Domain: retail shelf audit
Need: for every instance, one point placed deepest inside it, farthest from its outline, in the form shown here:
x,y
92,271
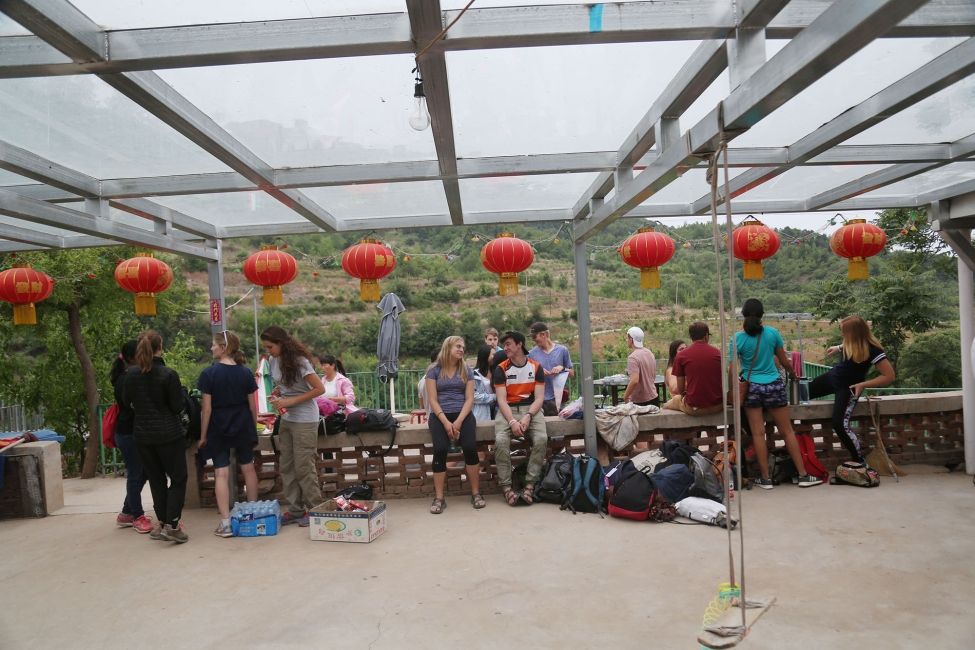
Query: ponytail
x,y
149,344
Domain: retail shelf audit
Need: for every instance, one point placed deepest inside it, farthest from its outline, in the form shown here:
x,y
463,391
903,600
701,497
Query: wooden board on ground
x,y
732,618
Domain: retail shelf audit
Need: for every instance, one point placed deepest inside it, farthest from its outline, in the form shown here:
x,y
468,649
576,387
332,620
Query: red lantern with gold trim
x,y
858,240
370,261
145,276
646,250
270,268
22,286
507,256
753,242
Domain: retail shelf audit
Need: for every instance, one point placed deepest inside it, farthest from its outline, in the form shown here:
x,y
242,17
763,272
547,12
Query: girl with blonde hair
x,y
848,378
450,394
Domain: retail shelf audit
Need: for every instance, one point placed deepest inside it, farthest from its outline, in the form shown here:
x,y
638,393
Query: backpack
x,y
372,420
191,415
588,488
854,473
109,419
556,479
707,480
632,494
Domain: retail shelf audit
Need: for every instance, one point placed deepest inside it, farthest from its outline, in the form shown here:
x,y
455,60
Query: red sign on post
x,y
216,313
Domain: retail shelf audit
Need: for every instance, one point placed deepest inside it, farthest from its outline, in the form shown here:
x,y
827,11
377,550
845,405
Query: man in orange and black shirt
x,y
519,383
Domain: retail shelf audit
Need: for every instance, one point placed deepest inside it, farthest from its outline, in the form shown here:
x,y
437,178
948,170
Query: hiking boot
x,y
142,525
223,530
809,481
175,534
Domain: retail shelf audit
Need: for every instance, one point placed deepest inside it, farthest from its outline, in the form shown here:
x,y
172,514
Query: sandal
x,y
510,496
437,506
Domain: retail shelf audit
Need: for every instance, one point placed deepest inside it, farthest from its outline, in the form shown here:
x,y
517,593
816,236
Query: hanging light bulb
x,y
420,117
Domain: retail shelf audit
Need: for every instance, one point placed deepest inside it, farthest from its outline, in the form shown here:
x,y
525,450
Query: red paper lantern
x,y
753,242
22,286
507,256
646,250
270,268
145,276
858,240
370,261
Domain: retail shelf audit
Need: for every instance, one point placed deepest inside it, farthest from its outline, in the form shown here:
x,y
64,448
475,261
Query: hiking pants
x,y
298,446
843,405
160,462
502,447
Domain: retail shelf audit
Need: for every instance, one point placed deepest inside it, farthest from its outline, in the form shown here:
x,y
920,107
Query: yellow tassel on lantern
x,y
650,278
369,290
272,296
753,270
145,304
857,269
507,284
25,314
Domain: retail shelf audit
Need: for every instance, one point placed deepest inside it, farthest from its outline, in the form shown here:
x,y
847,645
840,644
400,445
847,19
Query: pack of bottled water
x,y
255,518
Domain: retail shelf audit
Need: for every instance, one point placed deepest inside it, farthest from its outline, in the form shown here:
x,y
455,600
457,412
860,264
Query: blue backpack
x,y
587,491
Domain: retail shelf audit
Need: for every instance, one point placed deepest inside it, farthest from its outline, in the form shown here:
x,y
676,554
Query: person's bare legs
x,y
784,424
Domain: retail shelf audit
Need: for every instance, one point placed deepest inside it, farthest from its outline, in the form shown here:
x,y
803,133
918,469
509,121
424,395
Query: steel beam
x,y
839,32
22,207
425,22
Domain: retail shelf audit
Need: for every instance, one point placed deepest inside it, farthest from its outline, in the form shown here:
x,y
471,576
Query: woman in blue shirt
x,y
227,421
757,347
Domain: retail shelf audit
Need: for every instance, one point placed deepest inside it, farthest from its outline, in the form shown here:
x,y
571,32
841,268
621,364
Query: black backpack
x,y
556,479
372,420
587,491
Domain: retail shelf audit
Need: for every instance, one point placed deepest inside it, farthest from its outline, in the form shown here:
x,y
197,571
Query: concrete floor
x,y
890,567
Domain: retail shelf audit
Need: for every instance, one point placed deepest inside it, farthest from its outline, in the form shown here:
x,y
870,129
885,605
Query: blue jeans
x,y
135,476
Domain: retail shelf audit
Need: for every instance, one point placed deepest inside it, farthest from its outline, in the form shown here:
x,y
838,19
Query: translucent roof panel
x,y
806,182
84,124
542,192
929,182
308,113
136,14
864,74
231,208
555,99
945,116
381,199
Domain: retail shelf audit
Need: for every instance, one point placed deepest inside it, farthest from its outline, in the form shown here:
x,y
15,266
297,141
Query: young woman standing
x,y
450,392
155,395
848,378
296,387
227,421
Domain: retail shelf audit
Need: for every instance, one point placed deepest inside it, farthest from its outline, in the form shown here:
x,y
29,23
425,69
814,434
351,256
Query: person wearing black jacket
x,y
132,515
155,395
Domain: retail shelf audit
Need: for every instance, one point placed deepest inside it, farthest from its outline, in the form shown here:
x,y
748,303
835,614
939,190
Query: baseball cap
x,y
636,334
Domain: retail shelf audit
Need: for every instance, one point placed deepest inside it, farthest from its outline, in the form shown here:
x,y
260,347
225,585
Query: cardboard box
x,y
329,524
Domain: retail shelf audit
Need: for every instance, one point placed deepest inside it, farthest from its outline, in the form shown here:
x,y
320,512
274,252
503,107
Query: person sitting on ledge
x,y
519,384
698,372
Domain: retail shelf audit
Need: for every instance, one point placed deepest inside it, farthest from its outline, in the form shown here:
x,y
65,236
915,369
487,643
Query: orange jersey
x,y
519,381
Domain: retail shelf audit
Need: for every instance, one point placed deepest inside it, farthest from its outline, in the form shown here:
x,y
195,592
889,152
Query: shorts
x,y
219,450
770,396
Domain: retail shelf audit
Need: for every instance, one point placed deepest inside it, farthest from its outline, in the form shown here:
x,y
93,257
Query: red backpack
x,y
109,419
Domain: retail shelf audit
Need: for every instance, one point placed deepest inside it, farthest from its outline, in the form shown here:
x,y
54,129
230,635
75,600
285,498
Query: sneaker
x,y
142,525
175,534
809,481
223,530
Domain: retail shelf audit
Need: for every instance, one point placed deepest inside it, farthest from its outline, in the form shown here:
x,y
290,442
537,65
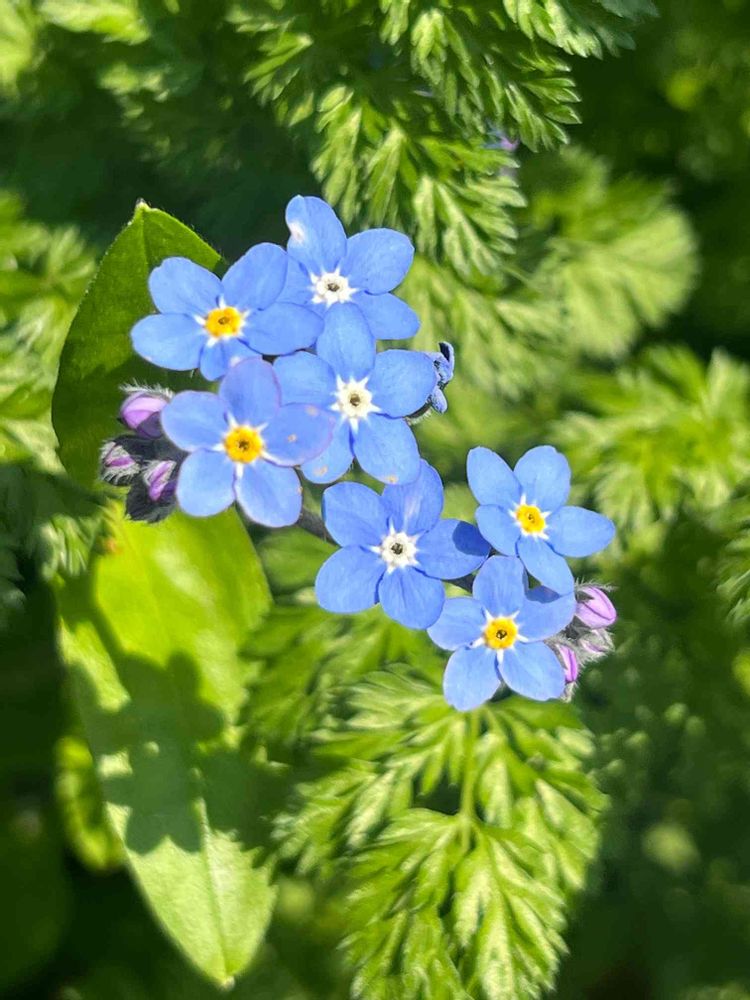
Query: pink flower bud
x,y
595,609
140,412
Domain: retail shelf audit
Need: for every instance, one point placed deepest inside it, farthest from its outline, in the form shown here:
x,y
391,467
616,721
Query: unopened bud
x,y
569,662
160,481
116,463
141,412
595,608
444,361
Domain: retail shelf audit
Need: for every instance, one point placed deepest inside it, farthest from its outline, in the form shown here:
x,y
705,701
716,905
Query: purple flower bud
x,y
444,361
116,464
160,481
595,609
569,662
140,412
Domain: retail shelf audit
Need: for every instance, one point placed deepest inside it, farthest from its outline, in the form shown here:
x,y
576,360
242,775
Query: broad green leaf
x,y
98,357
151,637
36,890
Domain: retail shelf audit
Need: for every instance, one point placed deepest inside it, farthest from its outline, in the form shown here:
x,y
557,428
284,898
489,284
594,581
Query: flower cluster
x,y
290,337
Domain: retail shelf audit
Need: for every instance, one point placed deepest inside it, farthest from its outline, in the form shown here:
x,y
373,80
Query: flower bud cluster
x,y
143,460
587,637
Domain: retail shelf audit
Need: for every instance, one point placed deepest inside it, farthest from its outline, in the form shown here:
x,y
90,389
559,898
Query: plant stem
x,y
466,808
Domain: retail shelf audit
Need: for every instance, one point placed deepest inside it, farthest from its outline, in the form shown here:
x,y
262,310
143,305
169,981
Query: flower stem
x,y
466,808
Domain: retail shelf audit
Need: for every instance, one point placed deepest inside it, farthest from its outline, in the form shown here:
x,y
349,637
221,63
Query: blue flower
x,y
444,361
242,443
369,393
496,635
396,549
522,513
331,271
209,323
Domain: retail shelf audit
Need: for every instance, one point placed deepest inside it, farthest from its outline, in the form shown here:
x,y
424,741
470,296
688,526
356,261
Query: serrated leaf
x,y
98,357
151,637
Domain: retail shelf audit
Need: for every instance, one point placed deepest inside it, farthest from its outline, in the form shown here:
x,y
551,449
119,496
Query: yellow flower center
x,y
530,519
243,444
224,322
500,633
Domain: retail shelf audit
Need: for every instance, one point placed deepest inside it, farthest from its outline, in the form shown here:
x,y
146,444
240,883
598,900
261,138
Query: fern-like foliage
x,y
455,840
44,519
673,432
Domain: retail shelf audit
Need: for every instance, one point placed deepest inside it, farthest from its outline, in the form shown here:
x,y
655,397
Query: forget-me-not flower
x,y
369,394
497,637
395,549
242,442
209,323
522,513
358,272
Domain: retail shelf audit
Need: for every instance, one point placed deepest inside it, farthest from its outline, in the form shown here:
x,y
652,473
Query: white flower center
x,y
331,287
354,400
397,550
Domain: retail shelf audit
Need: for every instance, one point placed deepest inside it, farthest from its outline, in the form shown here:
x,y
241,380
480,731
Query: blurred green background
x,y
611,317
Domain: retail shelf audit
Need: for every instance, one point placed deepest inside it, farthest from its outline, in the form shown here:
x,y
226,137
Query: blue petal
x,y
460,624
377,260
348,581
282,328
451,549
387,449
411,598
491,479
544,475
354,515
346,343
317,237
305,379
438,401
297,433
401,381
218,356
251,392
388,317
257,278
470,678
299,288
205,483
544,564
533,670
544,613
195,420
332,463
178,285
499,528
574,531
500,586
269,494
415,507
173,342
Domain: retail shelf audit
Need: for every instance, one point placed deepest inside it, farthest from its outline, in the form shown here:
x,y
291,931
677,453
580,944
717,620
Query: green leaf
x,y
82,807
98,356
117,20
36,891
151,636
━━━━━━━━━━━━━━━━
List every line of the records above that contains the word "person".

Reply:
Query: person's bare legs
Query: person wearing black jacket
Query: person sitting on ledge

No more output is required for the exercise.